§ **EXERCISE OBJECTIVE**:
Quote the data below in full, minus the images.

Coordinate labeling data
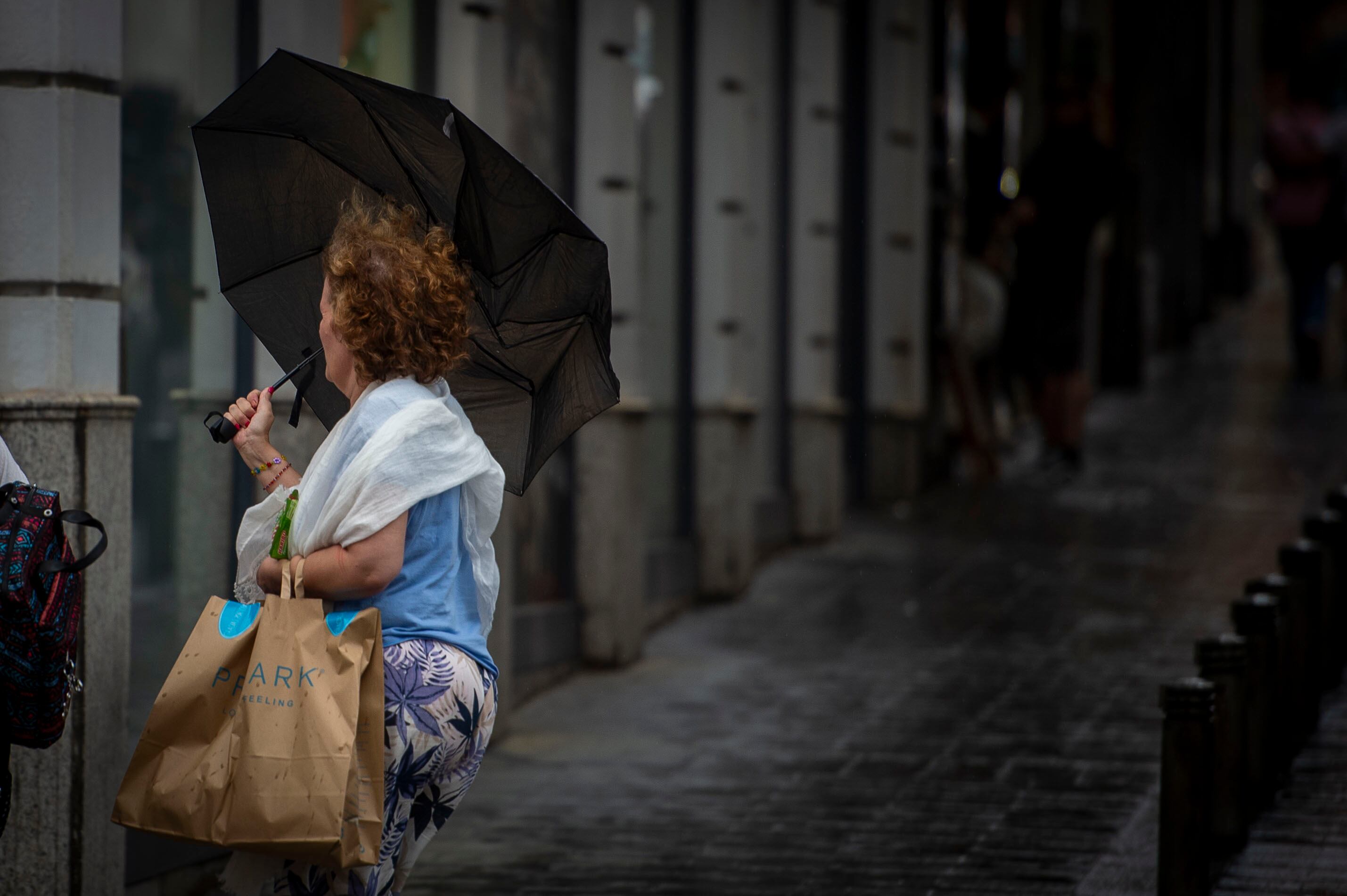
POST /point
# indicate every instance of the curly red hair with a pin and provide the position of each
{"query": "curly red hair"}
(399, 294)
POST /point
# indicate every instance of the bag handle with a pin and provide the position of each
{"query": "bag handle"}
(293, 579)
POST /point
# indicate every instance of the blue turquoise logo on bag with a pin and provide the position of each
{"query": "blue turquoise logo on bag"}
(338, 619)
(235, 619)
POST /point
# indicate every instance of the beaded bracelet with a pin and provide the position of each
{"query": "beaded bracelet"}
(279, 474)
(267, 464)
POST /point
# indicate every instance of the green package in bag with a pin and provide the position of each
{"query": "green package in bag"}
(280, 538)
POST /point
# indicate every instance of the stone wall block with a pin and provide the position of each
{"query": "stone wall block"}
(895, 459)
(60, 837)
(61, 150)
(66, 37)
(56, 342)
(106, 661)
(611, 537)
(725, 501)
(818, 472)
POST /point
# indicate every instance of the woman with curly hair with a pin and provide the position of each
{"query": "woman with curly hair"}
(396, 512)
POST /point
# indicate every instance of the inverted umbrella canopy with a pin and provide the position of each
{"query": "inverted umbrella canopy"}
(287, 147)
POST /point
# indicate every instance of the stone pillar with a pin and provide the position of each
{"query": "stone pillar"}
(204, 538)
(736, 282)
(60, 409)
(609, 516)
(817, 409)
(897, 247)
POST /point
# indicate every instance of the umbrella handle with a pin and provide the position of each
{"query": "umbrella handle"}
(222, 430)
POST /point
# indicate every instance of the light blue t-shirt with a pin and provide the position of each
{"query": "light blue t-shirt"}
(434, 595)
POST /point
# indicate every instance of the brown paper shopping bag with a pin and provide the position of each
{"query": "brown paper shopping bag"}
(267, 735)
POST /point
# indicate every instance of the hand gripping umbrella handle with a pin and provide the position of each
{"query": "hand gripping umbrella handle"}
(224, 432)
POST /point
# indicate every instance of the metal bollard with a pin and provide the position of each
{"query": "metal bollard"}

§ **RESPONSE TO THIS TASK**:
POST /point
# indicate every instance of the curly red hair with a pin and provide the position of each
{"query": "curly red hair"}
(399, 294)
POST /point
# indicate every instance of the bag handle with a pin and provide the position of each
{"query": "bag handle"}
(293, 579)
POST /point
# indicate every instance of the blue turquoise logo on bag with a pin and provide the position of each
{"query": "blue turquoise logo on bag"}
(338, 619)
(235, 619)
POST /point
# indicate every instance of the beaded bracelet with a pin and provide the position of each
{"query": "beaded bracelet"}
(279, 474)
(267, 464)
POST /point
# indicate every instance of the green package in bag with a pin and provide the position of each
{"query": "green package in bag"}
(280, 538)
POST /point
# indicate every instance of the stone wall block with a pin and provide the position of each
{"query": "stone wall block"}
(895, 459)
(60, 837)
(61, 150)
(66, 37)
(56, 342)
(106, 661)
(611, 537)
(725, 501)
(818, 472)
POST /point
# indicate every instance of the woman with curly hair with a pin and provide the position of each
{"query": "woman with curly hair"}
(396, 512)
POST /point
# indicate every instance of the inverted umbrella canopy with a pin and provide the position of each
{"query": "inverted umbrella canopy"}
(287, 147)
POST /point
# indicate every instance of the stone pillar with a pin and provide the position of each
{"query": "stone pillar"}
(204, 538)
(736, 282)
(60, 409)
(609, 516)
(817, 409)
(897, 247)
POST /point
# indicate every instance of the umbrella handle with a pin and provide the position of each
{"query": "umbrella handle"}
(222, 430)
POST /point
# indicate every instance of the light blue t-shirt with a pin and provide the position of each
{"query": "light blue t-shirt"}
(434, 595)
POST /point
# indicate every instance of the brown paper shopping bag with a pin and provide the position of each
{"query": "brown paper shopping bag"}
(267, 735)
POST /point
# indicate every instance of the hand gripping umbrella handle with a pin and provide the position of each
{"query": "hand gripping umbrella handle"}
(224, 432)
POST /point
# indicate every instance of the metal bollard with a pin and provide the position of each
{"query": "metal bollard"}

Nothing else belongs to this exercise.